[Rows from an object pointing dataset]
····················
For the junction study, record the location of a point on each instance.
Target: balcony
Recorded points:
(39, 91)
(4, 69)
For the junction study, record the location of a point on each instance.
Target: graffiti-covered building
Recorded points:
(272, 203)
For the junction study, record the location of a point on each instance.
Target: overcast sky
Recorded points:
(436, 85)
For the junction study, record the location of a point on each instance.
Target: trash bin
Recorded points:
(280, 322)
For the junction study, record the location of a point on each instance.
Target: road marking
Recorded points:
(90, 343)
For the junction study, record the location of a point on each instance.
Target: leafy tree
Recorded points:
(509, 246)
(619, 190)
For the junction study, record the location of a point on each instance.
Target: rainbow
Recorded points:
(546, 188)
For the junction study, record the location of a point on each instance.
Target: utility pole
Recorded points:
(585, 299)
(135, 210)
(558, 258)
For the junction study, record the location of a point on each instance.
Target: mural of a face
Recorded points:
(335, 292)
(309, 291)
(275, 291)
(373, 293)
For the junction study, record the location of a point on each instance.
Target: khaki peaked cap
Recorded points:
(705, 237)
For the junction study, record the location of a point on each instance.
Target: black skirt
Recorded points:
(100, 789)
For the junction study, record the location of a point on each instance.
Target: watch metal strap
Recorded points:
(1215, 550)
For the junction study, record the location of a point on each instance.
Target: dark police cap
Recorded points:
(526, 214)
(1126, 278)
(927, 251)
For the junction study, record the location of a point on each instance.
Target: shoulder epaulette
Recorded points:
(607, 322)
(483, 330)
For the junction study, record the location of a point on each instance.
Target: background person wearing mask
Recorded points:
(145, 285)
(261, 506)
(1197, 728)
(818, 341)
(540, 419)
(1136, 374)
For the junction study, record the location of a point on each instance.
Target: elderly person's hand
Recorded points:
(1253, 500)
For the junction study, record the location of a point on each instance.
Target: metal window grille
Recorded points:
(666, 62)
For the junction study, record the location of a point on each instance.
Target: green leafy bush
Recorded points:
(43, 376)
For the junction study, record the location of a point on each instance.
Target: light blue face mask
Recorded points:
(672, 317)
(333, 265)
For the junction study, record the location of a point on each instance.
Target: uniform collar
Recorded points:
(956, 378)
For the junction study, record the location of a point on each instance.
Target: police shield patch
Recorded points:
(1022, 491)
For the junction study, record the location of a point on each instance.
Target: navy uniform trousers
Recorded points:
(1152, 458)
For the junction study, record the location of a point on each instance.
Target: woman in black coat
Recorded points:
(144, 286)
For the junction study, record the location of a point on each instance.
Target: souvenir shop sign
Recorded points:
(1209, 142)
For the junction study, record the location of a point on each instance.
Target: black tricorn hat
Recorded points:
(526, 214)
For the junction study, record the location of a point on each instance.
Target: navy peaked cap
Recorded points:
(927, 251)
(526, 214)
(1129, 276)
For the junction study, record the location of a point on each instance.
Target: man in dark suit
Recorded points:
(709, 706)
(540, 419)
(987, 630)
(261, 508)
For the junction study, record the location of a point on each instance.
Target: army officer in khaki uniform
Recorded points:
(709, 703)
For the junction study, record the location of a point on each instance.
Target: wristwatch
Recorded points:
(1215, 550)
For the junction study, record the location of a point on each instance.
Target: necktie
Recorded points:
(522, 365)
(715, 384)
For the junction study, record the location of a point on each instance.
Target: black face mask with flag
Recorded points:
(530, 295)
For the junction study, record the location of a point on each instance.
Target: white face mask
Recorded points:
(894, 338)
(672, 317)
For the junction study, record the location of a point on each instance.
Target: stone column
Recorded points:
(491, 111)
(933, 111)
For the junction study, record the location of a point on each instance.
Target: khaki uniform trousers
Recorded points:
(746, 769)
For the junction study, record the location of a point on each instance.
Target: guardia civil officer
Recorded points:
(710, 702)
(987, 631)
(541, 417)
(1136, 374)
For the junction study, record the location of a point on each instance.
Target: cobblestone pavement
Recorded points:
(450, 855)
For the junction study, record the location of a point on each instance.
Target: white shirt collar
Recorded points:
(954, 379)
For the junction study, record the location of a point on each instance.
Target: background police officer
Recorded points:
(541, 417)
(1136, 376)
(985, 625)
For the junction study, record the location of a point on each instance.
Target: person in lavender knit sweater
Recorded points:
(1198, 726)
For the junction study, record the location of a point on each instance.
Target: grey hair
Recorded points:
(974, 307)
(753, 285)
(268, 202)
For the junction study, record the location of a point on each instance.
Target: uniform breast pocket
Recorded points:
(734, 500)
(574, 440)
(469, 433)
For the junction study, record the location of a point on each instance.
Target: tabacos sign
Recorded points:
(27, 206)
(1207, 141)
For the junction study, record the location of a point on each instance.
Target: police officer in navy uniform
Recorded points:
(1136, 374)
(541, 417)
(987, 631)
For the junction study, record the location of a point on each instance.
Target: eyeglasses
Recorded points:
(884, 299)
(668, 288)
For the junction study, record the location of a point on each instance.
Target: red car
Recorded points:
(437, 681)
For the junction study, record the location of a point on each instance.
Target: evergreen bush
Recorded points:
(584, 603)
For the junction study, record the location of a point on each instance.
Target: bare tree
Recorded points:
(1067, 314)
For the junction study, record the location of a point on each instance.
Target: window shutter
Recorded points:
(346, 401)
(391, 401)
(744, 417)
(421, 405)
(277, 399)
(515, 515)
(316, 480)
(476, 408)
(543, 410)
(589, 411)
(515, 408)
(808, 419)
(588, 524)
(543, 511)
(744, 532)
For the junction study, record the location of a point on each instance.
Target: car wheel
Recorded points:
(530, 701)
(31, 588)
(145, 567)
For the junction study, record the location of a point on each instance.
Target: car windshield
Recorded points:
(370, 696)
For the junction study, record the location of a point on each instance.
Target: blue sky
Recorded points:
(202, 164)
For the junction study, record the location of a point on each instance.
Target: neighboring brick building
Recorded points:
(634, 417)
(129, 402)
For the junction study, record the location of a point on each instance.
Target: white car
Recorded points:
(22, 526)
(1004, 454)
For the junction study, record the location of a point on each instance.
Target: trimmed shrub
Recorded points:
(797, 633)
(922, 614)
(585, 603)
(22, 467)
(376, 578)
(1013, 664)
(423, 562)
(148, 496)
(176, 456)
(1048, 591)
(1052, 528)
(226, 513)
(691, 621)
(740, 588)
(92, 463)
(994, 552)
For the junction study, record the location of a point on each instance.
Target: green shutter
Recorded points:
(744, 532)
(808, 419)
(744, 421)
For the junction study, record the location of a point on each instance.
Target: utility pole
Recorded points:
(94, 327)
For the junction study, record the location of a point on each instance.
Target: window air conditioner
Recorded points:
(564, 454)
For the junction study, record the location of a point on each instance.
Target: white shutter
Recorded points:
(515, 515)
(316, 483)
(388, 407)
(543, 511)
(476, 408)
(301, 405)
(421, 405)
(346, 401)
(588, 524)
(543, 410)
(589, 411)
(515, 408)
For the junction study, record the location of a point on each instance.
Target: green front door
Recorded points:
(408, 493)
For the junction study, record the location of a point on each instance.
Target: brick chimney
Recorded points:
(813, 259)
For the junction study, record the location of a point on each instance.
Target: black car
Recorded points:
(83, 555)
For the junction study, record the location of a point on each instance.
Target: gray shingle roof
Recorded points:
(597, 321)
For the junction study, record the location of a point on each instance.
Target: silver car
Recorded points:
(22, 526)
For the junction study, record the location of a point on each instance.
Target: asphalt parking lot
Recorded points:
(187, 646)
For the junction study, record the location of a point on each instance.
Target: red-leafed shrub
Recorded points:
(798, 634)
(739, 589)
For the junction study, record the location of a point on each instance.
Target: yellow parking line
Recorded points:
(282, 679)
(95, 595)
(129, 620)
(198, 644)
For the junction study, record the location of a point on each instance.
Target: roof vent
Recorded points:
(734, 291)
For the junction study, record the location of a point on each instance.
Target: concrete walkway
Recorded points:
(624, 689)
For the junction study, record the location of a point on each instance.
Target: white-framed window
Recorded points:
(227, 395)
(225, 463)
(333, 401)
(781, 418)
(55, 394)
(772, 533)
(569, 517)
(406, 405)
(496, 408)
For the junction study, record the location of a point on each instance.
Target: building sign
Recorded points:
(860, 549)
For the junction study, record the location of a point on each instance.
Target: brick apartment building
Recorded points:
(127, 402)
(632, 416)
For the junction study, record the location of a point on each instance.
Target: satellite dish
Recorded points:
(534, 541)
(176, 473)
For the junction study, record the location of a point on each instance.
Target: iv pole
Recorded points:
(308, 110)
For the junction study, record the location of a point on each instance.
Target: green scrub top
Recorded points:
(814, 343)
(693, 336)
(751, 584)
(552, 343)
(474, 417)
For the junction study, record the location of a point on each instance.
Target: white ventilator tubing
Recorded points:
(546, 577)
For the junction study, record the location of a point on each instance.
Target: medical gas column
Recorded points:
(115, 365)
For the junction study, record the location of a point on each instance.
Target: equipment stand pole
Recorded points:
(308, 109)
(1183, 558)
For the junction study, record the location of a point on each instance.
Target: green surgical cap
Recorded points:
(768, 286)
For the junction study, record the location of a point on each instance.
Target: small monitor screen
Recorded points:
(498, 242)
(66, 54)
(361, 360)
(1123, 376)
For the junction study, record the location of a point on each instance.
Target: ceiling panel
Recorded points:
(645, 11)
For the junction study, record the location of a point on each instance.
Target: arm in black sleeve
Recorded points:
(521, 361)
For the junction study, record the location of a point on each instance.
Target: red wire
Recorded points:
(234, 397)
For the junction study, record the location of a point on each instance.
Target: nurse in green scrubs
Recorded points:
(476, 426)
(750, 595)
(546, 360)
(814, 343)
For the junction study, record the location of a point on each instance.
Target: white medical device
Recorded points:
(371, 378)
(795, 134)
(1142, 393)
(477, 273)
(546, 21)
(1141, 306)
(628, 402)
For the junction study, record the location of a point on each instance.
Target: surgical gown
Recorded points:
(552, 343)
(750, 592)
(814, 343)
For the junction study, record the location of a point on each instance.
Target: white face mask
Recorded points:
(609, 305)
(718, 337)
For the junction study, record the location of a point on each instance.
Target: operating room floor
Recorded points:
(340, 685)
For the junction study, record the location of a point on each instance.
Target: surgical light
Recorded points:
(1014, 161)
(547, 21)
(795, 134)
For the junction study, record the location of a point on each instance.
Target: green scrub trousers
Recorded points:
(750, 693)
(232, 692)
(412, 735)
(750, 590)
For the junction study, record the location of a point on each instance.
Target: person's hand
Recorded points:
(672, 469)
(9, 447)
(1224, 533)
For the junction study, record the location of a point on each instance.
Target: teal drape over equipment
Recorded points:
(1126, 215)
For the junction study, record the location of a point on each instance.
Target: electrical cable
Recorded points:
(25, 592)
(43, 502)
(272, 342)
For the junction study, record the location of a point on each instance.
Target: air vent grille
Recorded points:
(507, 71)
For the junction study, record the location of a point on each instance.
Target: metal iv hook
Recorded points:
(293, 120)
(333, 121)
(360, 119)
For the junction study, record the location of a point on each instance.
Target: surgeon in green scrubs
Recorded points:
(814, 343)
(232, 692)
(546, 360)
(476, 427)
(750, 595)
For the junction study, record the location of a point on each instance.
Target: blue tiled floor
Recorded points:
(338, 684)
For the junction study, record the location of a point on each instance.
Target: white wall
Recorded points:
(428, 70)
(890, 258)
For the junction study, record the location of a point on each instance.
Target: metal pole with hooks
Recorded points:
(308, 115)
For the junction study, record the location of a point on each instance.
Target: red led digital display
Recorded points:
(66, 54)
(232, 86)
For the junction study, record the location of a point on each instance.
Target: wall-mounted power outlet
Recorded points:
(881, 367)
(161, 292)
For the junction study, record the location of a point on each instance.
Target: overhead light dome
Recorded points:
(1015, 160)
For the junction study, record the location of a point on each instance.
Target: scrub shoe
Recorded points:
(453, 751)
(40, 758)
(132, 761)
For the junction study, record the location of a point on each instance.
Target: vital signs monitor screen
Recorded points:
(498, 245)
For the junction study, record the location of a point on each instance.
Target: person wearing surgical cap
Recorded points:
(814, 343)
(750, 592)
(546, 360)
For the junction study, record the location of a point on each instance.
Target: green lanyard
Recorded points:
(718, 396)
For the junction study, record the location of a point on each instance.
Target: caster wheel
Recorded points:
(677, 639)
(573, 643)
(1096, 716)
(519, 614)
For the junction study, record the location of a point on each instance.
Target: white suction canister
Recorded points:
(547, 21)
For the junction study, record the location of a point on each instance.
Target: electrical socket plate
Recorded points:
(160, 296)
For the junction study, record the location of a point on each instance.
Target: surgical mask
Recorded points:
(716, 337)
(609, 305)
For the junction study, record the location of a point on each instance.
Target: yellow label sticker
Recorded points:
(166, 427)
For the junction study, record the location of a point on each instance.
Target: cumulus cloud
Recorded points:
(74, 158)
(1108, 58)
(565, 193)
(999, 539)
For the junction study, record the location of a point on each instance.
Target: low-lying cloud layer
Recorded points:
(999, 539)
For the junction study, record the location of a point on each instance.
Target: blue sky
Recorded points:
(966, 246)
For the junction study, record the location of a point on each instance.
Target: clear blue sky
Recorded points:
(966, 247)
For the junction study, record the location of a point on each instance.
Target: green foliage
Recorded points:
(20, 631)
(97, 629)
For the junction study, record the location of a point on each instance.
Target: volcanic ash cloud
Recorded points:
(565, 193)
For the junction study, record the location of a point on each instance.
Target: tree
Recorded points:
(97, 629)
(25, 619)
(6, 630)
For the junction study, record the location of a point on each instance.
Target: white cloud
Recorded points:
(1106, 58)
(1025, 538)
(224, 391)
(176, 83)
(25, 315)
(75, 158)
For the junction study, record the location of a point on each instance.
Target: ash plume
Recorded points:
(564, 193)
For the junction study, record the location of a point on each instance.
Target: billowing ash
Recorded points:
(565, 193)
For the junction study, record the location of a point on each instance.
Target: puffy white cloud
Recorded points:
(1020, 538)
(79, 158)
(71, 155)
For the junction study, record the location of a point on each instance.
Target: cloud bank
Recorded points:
····················
### EXERCISE TASK
Please pick out every line in the material above that contains the word "white" and copy each one in full. Matches must have the same capitalization.

### RESPONSE TO THIS EXERCISE
Target: white face mask
Target: white shirt collar
Target: white car
Target: white shutter
Target: white-framed window
Target: white ventilator tubing
Target: white medical device
Target: white face mask
Target: white wall
Target: white suction canister
Target: white cloud
Target: puffy white cloud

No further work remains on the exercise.